FRAGMENTO:
Vi propagadas doctrinas que tienden a convertir el interés mercantil de la Inglaterra en un centro de atracción al que deben subordinarse los más caros de mi país, y al que deben sacrificar su honor y su porvenir. La disolución misma de la nacionalidad se establece como principio […]
El cañón de Obligado contestó a tan insolentes provocaciones. Su estruendo resonó en mi corazón. Desde ese instante un solo deseo me anima: el de servir a mi Patria, en esta lucha de justicia y gloria para ella. Todos los recuerdos gloriosos de nuestra inmortal Revolución en que fui formado se agolpan; sus cánticos sagrados vibran en mi oído. Sí, es mi Patria, grande, majestuosa, dominando el Aconcagua y Pichincha, anunciándose al mundo para esta ínclita verdad: existo por mi propia fuerza. Irritada ahora por injustas ofensas, pero generosa, acredita que podrá ser quizás vencida, pero que dejará por trofeos una tumba flotando en un lago de sangre, alumbrada por las llamas de sus lares incendiados.

DATOS PROPORCIONADOS:
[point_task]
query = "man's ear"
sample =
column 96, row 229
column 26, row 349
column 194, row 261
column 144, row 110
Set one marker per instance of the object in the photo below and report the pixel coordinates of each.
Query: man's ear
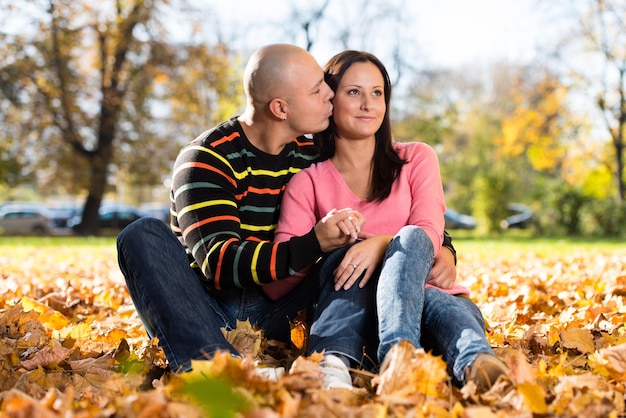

ACTIVIDADES:
A. Enumere todos los nombres propios de lugares que aparecen en el fragmento sobre el cañón de Obligado.
B. Prosiga el fragmento sobre el cañón de Obligado a partir de su última oración.
Las filas proceden de una fuente distinta a la del fragmento.

RESPUESTAS:
A. Inglaterra, Obligado, Aconcagua y Pichincha.

B.
Al ofrecer al gobierno de mi país mis débiles servicios por la benemérita mediación de V. E. nada me reservo; lo único que pido es que se me conceda el más completo y silencioso olvido sobre lo pasado. No porque encuentre en mi conducta algo que me pueda reprochar. ¿Podrá un hombre deprimir al partido a quien sirvió con el mayor celo y ardor, sin deprimirse a sí mismo?”
Martiniano Chilavert, se nota en sus trazos fervorosos y dignos, es un traidor de una integridad absoluta.
IX
A principios de 1847, Chilavert ya se encuentra en Buenos Aires. Rosas le da el alta en el Ejército de la Confederación y le mantiene el cargo de coronel de Artillería. Hace exactamente dieciocho años que Martiniano no pisa el suelo natal. Y su regreso es una vuelta extraña: a sus espaldas deja el desprecio de sus antiguos compañeros de armas; por delante tiene la desconfianza de los federales que, si bien sienten como una victoria política y propagandística tener al segundo de Lavalle entre sus propias filas, todavía desconfían de las razones por las que ese aguerrido militar se diera vuelta.
Cómo regresa a su patria un hombre que la ha extrañado durante dieciocho años, que ha combatido en sus tierras pero que nunca se ha asentado. Qué odios, qué rencores guarda el que ha sido obligado a extrañar a su patria durante tantos días y tantas noches. Y qué vergüenzas, qué dolores, qué remordimientos lleva en conciencia aquel que un día se da cuenta de que ha vivido equivocado. Ese hombre, con ese peso en la espalda, es Martiniano Chilavert, el coronel de los artilleros, que ahora se encuentra frente a frente con Juan Manuel de Rosas, ese tirano que detestaba, y que sin embargo lo ha cautivado en su casa de Palermo, con su ojos férreos y su conversación parca pero amena.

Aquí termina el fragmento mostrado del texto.